Items listed in a dataset

* * *

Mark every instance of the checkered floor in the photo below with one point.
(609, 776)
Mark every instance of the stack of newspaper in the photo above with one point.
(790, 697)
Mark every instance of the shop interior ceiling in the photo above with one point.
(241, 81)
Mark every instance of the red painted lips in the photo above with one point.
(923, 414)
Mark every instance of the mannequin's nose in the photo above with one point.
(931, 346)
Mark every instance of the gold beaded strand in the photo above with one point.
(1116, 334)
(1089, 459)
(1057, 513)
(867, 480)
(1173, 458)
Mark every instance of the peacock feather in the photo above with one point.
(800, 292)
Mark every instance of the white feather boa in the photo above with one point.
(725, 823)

* * *

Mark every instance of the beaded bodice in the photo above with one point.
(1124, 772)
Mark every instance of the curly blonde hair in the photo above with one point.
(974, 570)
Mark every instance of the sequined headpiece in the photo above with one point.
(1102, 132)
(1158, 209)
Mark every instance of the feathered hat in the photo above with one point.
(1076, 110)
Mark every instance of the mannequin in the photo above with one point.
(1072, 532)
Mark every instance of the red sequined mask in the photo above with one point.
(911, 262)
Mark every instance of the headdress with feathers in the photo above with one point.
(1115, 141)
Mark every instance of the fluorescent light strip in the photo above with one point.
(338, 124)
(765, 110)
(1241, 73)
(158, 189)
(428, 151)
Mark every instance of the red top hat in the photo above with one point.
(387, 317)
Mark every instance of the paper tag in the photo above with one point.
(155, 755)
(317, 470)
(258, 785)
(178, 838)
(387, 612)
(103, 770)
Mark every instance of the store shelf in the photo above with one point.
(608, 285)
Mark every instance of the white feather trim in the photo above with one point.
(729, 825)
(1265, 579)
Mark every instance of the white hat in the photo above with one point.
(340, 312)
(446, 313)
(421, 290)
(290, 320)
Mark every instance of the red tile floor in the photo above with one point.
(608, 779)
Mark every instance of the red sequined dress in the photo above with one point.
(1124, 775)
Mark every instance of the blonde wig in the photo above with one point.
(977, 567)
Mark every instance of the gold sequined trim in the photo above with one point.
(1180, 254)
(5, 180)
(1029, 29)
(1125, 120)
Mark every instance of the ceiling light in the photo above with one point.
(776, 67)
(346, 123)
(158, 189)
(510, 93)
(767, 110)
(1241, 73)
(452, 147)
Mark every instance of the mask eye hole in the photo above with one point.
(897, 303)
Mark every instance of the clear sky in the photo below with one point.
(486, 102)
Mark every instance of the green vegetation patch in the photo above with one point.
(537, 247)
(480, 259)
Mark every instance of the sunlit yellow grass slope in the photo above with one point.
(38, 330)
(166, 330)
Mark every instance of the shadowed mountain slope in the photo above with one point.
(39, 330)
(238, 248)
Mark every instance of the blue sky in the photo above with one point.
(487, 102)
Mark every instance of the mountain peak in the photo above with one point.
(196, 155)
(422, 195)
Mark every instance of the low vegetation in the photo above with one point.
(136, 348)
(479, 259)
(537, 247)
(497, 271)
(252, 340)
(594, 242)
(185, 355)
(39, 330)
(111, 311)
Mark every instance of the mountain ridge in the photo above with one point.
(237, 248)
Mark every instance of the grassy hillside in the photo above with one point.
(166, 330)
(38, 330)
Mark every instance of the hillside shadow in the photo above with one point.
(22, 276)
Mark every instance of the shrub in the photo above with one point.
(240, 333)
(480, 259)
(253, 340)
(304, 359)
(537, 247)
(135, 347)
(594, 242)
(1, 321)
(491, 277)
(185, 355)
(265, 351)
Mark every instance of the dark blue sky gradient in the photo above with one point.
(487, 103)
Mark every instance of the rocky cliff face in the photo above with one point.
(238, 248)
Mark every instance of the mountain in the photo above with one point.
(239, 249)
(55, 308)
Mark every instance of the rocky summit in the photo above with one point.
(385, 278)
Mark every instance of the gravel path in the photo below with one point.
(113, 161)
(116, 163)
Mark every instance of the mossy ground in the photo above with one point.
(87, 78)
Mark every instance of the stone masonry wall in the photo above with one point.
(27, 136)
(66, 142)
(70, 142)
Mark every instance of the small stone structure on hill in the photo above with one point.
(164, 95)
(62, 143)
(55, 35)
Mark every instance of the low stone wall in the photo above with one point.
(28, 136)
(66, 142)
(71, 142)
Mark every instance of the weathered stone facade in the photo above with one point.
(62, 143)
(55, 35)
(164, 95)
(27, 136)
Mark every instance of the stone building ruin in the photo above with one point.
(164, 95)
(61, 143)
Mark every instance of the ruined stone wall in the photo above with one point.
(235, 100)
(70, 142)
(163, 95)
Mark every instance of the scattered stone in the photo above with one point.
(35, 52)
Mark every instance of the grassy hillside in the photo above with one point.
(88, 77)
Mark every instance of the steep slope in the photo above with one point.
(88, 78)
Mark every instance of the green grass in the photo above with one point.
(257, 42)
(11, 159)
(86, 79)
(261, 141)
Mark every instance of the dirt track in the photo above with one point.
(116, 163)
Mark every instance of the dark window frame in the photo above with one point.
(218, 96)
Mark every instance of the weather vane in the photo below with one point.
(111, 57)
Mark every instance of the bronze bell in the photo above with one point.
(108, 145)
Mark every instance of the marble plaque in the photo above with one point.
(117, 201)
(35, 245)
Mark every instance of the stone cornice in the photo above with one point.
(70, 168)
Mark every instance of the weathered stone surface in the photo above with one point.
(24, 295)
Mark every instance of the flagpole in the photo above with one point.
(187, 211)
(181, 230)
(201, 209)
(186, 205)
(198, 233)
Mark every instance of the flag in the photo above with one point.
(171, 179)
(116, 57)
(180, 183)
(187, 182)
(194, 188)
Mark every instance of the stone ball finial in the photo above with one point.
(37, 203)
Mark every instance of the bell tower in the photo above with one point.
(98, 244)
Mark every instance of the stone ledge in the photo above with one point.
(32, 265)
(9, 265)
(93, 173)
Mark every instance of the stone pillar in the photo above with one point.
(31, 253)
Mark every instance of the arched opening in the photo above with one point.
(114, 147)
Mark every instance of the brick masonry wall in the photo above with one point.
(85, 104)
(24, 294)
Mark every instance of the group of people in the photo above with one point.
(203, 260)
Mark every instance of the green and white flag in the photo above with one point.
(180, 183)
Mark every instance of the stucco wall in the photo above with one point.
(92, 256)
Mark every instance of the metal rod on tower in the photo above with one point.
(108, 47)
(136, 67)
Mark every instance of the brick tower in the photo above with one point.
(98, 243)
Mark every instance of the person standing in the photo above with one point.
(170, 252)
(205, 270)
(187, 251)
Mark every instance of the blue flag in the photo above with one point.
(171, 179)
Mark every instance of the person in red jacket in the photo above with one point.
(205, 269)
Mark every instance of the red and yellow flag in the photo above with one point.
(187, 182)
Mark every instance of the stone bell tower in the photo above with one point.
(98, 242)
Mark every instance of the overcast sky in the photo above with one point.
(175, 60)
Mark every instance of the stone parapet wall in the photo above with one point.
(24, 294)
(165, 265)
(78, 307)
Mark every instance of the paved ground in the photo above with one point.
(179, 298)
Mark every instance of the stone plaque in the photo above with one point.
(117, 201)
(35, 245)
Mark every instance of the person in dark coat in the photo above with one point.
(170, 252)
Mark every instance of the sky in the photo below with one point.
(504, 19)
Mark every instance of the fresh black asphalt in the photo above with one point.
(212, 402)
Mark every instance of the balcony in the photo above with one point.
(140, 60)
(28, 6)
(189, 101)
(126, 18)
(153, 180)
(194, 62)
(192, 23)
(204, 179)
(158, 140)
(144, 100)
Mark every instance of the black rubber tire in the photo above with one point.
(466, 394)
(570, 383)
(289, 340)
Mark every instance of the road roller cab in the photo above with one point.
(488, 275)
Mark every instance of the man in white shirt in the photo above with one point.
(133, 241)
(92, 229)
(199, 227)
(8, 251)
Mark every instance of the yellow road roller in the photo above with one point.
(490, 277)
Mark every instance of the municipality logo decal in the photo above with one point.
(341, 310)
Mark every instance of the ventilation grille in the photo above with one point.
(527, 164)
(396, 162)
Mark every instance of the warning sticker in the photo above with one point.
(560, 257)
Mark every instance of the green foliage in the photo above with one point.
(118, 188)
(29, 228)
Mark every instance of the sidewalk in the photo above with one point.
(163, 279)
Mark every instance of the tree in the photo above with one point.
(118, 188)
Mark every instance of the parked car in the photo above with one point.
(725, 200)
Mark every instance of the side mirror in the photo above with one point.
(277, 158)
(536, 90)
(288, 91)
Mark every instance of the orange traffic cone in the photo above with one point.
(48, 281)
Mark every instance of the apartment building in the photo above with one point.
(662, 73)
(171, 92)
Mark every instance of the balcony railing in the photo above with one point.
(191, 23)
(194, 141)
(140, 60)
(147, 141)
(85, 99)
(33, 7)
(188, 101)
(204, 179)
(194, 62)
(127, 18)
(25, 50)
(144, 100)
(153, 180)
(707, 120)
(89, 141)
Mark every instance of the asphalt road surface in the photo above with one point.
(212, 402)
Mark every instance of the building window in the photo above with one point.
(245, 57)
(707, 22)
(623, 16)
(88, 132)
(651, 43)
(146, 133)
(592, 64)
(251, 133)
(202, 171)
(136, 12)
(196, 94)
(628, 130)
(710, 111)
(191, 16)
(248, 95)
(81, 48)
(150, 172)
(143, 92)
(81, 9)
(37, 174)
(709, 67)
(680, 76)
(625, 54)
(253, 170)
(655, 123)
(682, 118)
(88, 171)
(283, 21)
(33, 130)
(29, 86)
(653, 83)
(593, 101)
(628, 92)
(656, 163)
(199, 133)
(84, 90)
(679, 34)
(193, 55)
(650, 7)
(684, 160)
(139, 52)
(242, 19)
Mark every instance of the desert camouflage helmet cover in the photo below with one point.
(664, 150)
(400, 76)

* * *

Brief:
Filter the material above down to the lines that contain the word "blue", and copy each of those lines. Case counts.

Response:
Mark every instance of the blue sky in the photo above with one point.
Mark every instance of the dark blue sky gradient in the photo above with one point.
Mark every instance of the blue flag in the photo above with one point.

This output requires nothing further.